STATED GOAL ::
Rewrite the items below, swapping "instance" for "occurrence" everywhere it occurs and keeping everything else unchanged.

DATA RECORDS ::
§

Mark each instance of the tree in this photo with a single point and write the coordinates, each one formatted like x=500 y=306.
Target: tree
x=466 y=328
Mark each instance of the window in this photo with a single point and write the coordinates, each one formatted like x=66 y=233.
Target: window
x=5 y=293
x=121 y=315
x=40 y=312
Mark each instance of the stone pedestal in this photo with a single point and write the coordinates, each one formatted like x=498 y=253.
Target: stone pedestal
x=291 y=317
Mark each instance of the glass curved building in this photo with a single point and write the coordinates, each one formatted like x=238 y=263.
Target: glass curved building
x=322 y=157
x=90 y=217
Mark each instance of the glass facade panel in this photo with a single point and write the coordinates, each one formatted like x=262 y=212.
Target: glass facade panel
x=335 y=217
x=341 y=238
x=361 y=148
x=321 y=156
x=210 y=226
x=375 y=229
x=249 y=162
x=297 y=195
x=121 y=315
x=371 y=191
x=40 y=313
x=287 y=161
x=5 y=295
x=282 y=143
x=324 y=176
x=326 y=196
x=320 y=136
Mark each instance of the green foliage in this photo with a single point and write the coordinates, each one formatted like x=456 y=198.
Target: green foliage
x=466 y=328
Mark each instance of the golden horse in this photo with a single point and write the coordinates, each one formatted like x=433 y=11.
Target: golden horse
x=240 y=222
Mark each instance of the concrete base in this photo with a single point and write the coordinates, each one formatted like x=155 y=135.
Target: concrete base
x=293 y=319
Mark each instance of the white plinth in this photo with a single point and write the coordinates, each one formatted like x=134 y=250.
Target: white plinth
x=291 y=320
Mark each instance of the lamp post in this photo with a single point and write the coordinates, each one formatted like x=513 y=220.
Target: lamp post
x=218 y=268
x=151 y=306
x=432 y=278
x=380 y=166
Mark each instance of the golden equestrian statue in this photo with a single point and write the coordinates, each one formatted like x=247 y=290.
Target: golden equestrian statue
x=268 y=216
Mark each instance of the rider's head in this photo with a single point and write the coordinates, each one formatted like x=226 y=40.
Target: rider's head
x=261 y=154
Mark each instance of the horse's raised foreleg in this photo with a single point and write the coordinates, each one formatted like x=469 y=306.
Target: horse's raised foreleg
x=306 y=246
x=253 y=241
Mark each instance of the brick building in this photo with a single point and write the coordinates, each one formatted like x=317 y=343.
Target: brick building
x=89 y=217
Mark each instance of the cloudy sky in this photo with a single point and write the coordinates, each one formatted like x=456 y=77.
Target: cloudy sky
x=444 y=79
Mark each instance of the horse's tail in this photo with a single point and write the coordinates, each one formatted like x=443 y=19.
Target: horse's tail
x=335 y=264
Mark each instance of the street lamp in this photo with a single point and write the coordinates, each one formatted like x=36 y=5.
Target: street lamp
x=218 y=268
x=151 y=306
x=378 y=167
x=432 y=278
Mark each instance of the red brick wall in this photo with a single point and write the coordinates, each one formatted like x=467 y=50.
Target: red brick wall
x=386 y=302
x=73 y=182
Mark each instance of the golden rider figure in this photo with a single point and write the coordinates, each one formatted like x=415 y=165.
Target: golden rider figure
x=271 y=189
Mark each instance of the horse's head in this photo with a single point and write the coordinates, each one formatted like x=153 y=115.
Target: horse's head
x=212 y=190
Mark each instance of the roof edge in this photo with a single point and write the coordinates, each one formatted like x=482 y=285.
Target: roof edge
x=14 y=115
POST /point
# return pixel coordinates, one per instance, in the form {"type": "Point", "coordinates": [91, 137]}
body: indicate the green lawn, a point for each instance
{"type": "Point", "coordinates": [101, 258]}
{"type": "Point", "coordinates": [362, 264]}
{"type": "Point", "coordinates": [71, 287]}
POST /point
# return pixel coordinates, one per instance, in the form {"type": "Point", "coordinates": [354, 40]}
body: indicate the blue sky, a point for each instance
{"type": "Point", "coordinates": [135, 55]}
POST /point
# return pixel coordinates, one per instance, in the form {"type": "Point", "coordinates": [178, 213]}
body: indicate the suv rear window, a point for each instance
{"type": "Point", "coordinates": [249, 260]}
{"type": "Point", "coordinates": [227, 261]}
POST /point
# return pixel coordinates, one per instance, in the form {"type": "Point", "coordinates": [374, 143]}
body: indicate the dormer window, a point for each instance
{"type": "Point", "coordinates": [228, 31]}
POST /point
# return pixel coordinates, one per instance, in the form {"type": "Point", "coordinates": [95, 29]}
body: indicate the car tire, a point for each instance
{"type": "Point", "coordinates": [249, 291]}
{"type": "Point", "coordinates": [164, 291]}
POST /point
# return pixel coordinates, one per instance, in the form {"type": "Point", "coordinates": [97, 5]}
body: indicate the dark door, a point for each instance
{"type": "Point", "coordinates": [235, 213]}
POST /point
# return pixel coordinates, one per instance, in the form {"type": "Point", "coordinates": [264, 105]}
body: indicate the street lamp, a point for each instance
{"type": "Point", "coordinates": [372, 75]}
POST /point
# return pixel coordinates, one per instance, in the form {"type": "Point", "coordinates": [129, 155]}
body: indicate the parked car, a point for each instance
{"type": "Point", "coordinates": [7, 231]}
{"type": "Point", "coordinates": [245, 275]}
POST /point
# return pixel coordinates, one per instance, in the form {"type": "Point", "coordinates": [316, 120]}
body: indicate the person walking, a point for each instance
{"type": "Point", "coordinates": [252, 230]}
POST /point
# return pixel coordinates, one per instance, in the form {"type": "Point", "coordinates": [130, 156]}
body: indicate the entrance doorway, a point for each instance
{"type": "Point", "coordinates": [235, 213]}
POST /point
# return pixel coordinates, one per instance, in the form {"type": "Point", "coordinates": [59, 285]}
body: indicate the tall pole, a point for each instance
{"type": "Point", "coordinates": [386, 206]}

§

ANSWER ::
Mark each occurrence of the tree in this photo with a single point and write the coordinates, each one formatted like x=500 y=306.
Target: tree
x=466 y=328
Mark each occurrence of the window in this photo with a single point and write the coordinates, each one formatted like x=66 y=233.
Target: window
x=5 y=293
x=121 y=315
x=40 y=312
Mark each occurrence of the stone pedestal in this photo with a single point and write the coordinates, each one formatted like x=498 y=253.
Target: stone pedestal
x=291 y=317
Mark each occurrence of the glass curved building in this photo with a single point and write the coordinates, each one formatted like x=238 y=263.
Target: glass curved building
x=322 y=157
x=90 y=217
Mark each occurrence of the glass facade panel in this photo with a single point and write the coordinates, each one formatted like x=262 y=212.
Target: glass facade panel
x=335 y=217
x=341 y=238
x=361 y=148
x=321 y=156
x=210 y=226
x=375 y=229
x=249 y=162
x=297 y=195
x=121 y=315
x=371 y=191
x=40 y=313
x=287 y=161
x=5 y=295
x=282 y=143
x=324 y=176
x=326 y=196
x=320 y=136
Mark each occurrence of the green foliage in this photo with a single point and write the coordinates, each one formatted like x=456 y=198.
Target: green foliage
x=466 y=328
Mark each occurrence of the golden horse in this photo with a single point and write the coordinates, each one formatted like x=433 y=11.
Target: golden horse
x=240 y=222
Mark each occurrence of the concrete base in this photo with a single point and write the coordinates, each one formatted like x=155 y=135.
Target: concrete base
x=293 y=319
Mark each occurrence of the white plinth in this photo with a single point and write the coordinates, each one formatted like x=134 y=250.
Target: white plinth
x=291 y=320
Mark each occurrence of the lamp post in this photo with a single point and write the coordinates, each one formatted like x=513 y=220.
Target: lamp post
x=218 y=268
x=151 y=306
x=432 y=278
x=380 y=166
Mark each occurrence of the golden equestrian statue in this photo with a single point and write the coordinates, each one formatted like x=247 y=290.
Target: golden equestrian statue
x=268 y=216
Mark each occurrence of the rider's head in this photo with a single point and write the coordinates, each one formatted like x=226 y=40.
Target: rider's head
x=261 y=154
Mark each occurrence of the horse's raised foreleg in this photo with a single point and write the coordinates, each one formatted like x=469 y=306.
Target: horse's raised foreleg
x=306 y=246
x=253 y=241
Mark each occurrence of the brick building in this photo with a single point and write the coordinates, each one formatted like x=317 y=343.
Target: brick building
x=89 y=217
Mark each occurrence of the cloudy sky in this photo with a single point and write the coordinates, each one formatted like x=456 y=77.
Target: cloudy sky
x=444 y=79
Mark each occurrence of the horse's tail in this photo with a single point and write the coordinates, each one formatted like x=443 y=19.
Target: horse's tail
x=335 y=264
Mark each occurrence of the street lamp in this photo with a single point and write the coordinates, each one formatted like x=36 y=5.
Target: street lamp
x=218 y=268
x=151 y=306
x=378 y=167
x=432 y=278
Mark each occurrence of the red brick wall in this photo with a single point and write the coordinates, each one formatted like x=467 y=50.
Target: red brick wall
x=386 y=302
x=73 y=182
Mark each occurrence of the golden rider figure in this photo with a single point and write the coordinates, each one formatted like x=415 y=165.
Target: golden rider figure
x=271 y=189
Mark each occurrence of the horse's head in this photo with a single point and write the coordinates, each one formatted like x=153 y=115.
Target: horse's head
x=212 y=190
Mark each occurrence of the roof edge in this photo with a single point and write the coordinates, each one formatted like x=482 y=285.
Target: roof edge
x=14 y=115
POST /point
# return pixel coordinates, one per occurrence, in the form {"type": "Point", "coordinates": [91, 137]}
body: indicate the green lawn, a point for each occurrence
{"type": "Point", "coordinates": [101, 258]}
{"type": "Point", "coordinates": [362, 264]}
{"type": "Point", "coordinates": [71, 287]}
POST /point
# return pixel coordinates, one per occurrence, in the form {"type": "Point", "coordinates": [354, 40]}
body: indicate the blue sky, a point for each occurrence
{"type": "Point", "coordinates": [135, 55]}
POST /point
# return pixel coordinates, one per occurrence, in the form {"type": "Point", "coordinates": [178, 213]}
body: indicate the suv rear window, a point for each occurrence
{"type": "Point", "coordinates": [249, 260]}
{"type": "Point", "coordinates": [227, 261]}
POST /point
# return pixel coordinates, one per occurrence, in the form {"type": "Point", "coordinates": [374, 143]}
body: indicate the dormer window, a point for each occurrence
{"type": "Point", "coordinates": [228, 31]}
POST /point
# return pixel coordinates, one per occurrence, in the form {"type": "Point", "coordinates": [95, 29]}
body: indicate the car tire, a point for each occurrence
{"type": "Point", "coordinates": [249, 291]}
{"type": "Point", "coordinates": [164, 291]}
POST /point
# return pixel coordinates, one per occurrence, in the form {"type": "Point", "coordinates": [97, 5]}
body: indicate the dark door, a point for each occurrence
{"type": "Point", "coordinates": [235, 213]}
POST /point
# return pixel coordinates, one per occurrence, in the form {"type": "Point", "coordinates": [264, 105]}
body: indicate the street lamp, a point for each occurrence
{"type": "Point", "coordinates": [372, 75]}
POST /point
# return pixel coordinates, one per occurrence, in the form {"type": "Point", "coordinates": [129, 155]}
body: indicate the parked car, a point for each occurrence
{"type": "Point", "coordinates": [7, 231]}
{"type": "Point", "coordinates": [245, 275]}
POST /point
# return pixel coordinates, one per occurrence, in the form {"type": "Point", "coordinates": [316, 120]}
body: indicate the person walking, a point for each occurrence
{"type": "Point", "coordinates": [252, 230]}
POST /point
# return pixel coordinates, one per occurrence, in the form {"type": "Point", "coordinates": [130, 156]}
body: indicate the entrance doorway, a point for each occurrence
{"type": "Point", "coordinates": [235, 213]}
POST /point
# return pixel coordinates, one per occurrence, in the form {"type": "Point", "coordinates": [59, 285]}
body: indicate the tall pole, a point for each occurrence
{"type": "Point", "coordinates": [386, 206]}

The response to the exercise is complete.